EXERCISE INSTRUCTIONS: Beneath this instruction is a listing; write out exactly the line that contains "Query: back of person's head" and each line after it to the last.

= = = = = = =

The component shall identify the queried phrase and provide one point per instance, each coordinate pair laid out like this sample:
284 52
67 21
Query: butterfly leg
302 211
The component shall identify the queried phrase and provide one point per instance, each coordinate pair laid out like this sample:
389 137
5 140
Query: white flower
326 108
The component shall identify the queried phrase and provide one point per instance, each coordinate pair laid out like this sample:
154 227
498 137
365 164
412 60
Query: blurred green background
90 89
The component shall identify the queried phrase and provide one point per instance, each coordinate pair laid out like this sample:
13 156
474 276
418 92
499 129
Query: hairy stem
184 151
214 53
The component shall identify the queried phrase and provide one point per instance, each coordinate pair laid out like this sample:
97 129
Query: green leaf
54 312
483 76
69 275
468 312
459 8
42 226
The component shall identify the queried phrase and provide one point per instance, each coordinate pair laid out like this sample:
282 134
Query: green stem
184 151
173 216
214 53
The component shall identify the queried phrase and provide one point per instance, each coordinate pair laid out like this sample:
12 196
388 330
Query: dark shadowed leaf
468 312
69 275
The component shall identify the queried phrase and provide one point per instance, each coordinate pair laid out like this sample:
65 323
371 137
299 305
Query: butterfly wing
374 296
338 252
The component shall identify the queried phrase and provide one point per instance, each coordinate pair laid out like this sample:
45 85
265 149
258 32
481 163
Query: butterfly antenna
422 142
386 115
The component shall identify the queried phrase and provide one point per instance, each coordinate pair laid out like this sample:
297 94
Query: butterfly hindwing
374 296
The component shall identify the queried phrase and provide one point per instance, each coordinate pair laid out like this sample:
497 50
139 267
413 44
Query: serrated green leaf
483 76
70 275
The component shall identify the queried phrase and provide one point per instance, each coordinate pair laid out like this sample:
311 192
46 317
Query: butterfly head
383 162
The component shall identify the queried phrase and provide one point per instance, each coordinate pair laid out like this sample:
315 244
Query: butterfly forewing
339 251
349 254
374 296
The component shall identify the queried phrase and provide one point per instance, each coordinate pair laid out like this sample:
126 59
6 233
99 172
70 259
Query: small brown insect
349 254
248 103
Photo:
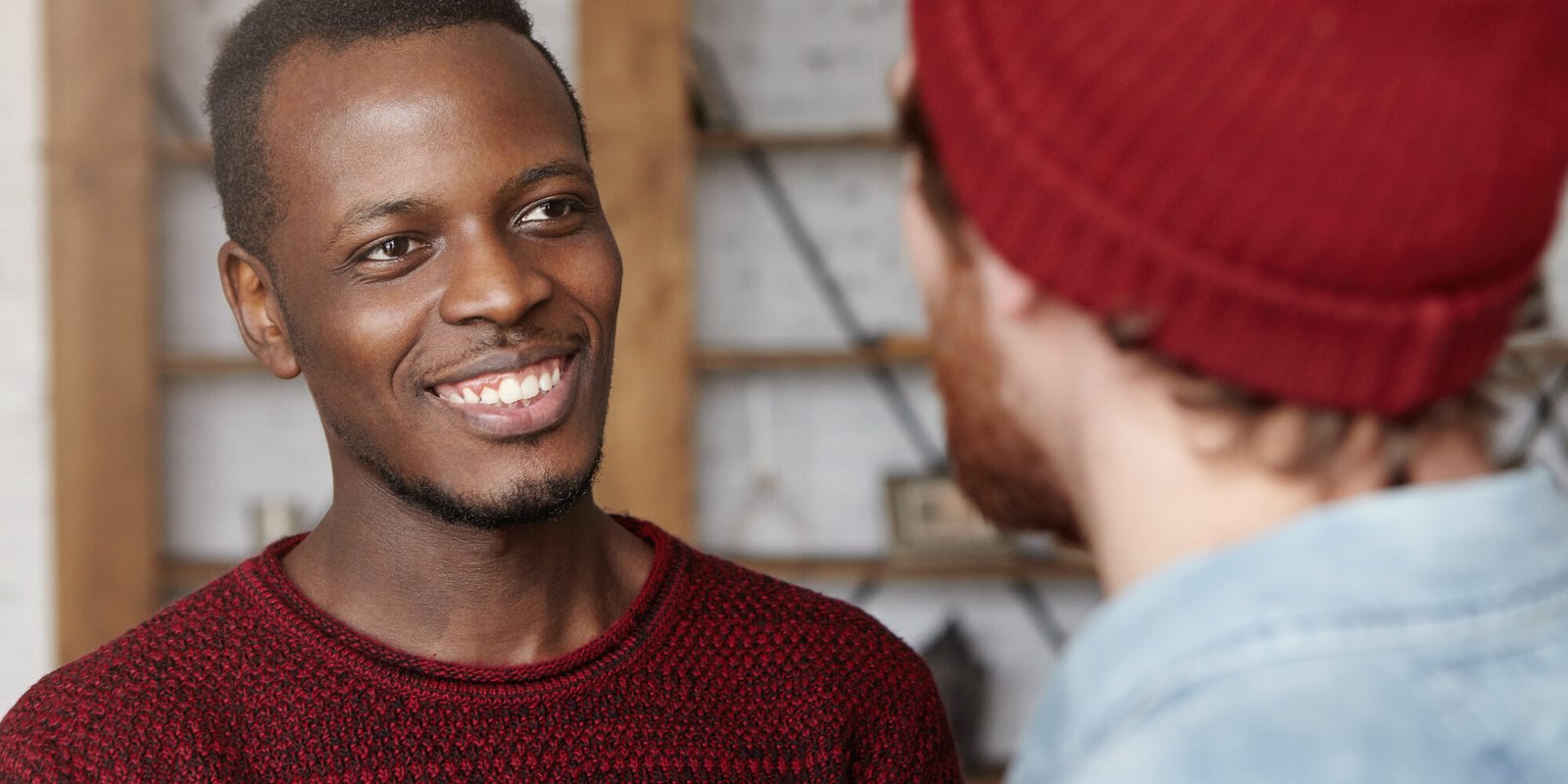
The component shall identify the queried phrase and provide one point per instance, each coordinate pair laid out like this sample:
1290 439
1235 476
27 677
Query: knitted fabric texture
1327 201
715 674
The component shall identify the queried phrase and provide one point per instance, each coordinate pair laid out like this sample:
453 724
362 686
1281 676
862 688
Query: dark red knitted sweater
713 674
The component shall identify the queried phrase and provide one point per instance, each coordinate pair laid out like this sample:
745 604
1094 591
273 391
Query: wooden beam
632 86
101 245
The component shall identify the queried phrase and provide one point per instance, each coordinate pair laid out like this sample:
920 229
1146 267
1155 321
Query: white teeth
512 392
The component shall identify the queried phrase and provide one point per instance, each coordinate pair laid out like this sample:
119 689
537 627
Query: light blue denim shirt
1415 635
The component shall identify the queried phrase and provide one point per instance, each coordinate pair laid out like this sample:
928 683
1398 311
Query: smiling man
416 231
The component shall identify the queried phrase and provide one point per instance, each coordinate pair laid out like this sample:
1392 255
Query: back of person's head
269 31
1330 204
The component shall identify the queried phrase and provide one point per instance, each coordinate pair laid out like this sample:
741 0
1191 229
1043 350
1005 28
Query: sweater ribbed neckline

= = = = = = =

RESULT:
Query: back of person's head
269 31
1330 204
The component shall identify the queried phrase and provide one point per instance, each coordinate pair laid out like this sample:
741 0
1191 229
1043 350
1005 28
Query: sweater ribbed neckline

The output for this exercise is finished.